* **Exercise text**
- Opening Delimiter -

Hart Nana started out a world traveler living in cities and discovered her love of country living later in life. She loves to share her homesteading adventures and what she has learned in hopes that it might better your life and encourage you.

2 thoughts on “Spider Goats In Cache Valley

  1. Being a scientist (geologist) myself, I also find the science fascinating. But i have to ask, “Just because we can, should we?” and then the next logical question is, “Why shouldn’t we do this?”
    What is the motivation behind the project? Is it really to produce spider silk? Is it an exercise in gene splicing? What are the ramifications if the ‘experimental’ goat gene(s)get into the general population? How will ‘they’ insure that these altered goats don’t infect the natural goat herds, like GMOs in our food supply?

- Closing Delimiter -

* **Actions to take**
a - In the spider goat page, what kind of scientist does the commenter say they are?
b - Reproduce the stretch of the spider goat page from "Hart Nana started" through "and encourage you." character for character.
c - Write what comes next on the spider goat page, picking up right after its final sentence.

* **Data segment**
- Opening Delimiter -

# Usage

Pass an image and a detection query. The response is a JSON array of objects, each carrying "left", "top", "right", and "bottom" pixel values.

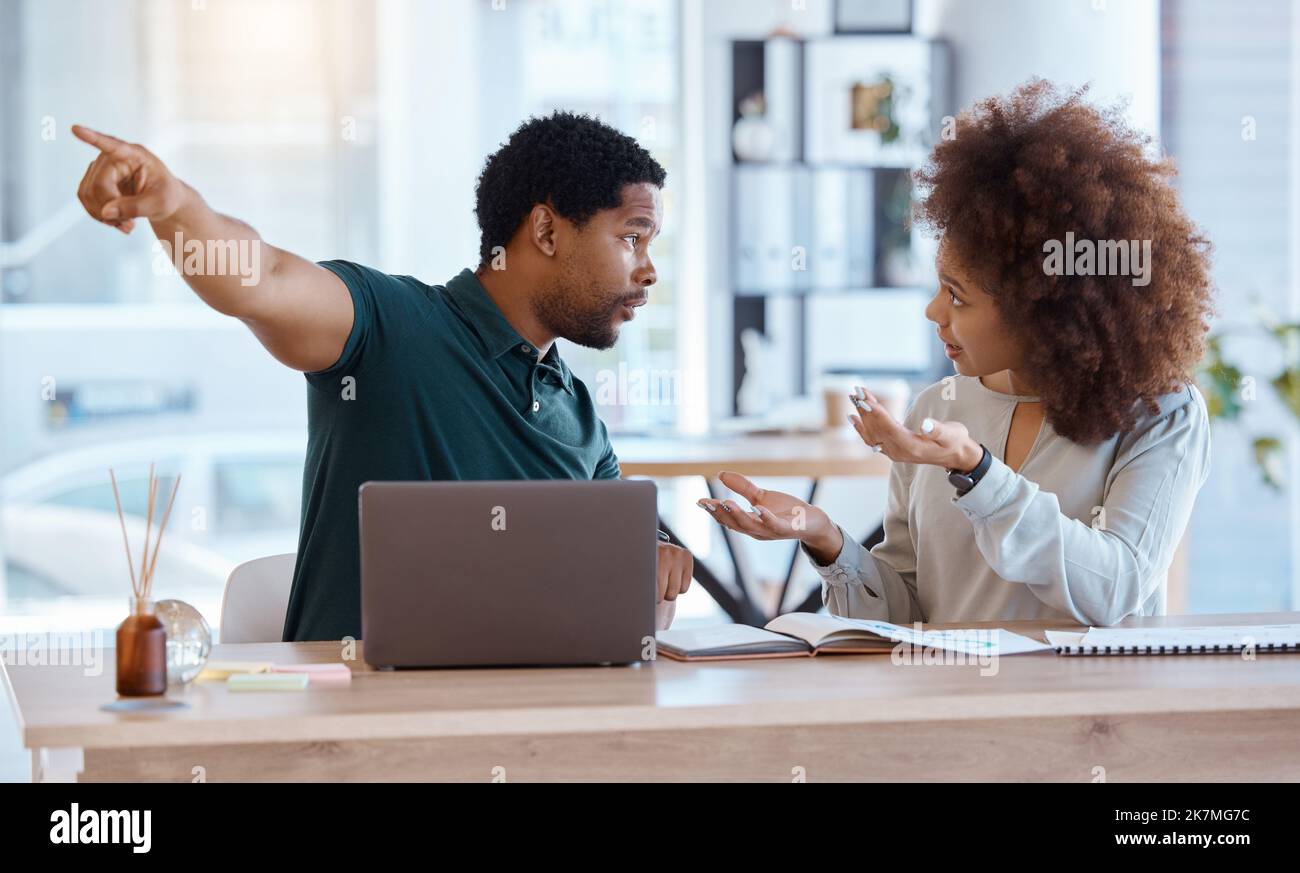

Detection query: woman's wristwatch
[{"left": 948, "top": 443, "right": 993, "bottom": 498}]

- Closing Delimiter -

* **Task-by-task outputs**
a - A geologist.

b -
Hart Nana started out a world traveler living in cities and discovered her love of country living later in life. She loves to share her homesteading adventures and what she has learned in hopes that it might better your life and encourage you.

c -
    As a practical person, I think the uses for spider silk are nearly endless but wouldnt it be easier, and better, more reliable,more ‘green’ to get spider silk from, let’s say, SPIDERS? They are easy to grow, dont take up much room and are really quiet. Think of it; a Spider Farm right in the middle of town and no one would be the wiser! And in October it could double as a haunted house for extra income.

    1. I like your “doing double duty” thoughts LOL. The explanation, as far as I know, for not farming spiders, is that they eat each other. That said…if you are smart enough to make goat’s milk into silk aren’t you bright enough to figure out how to farm spiders?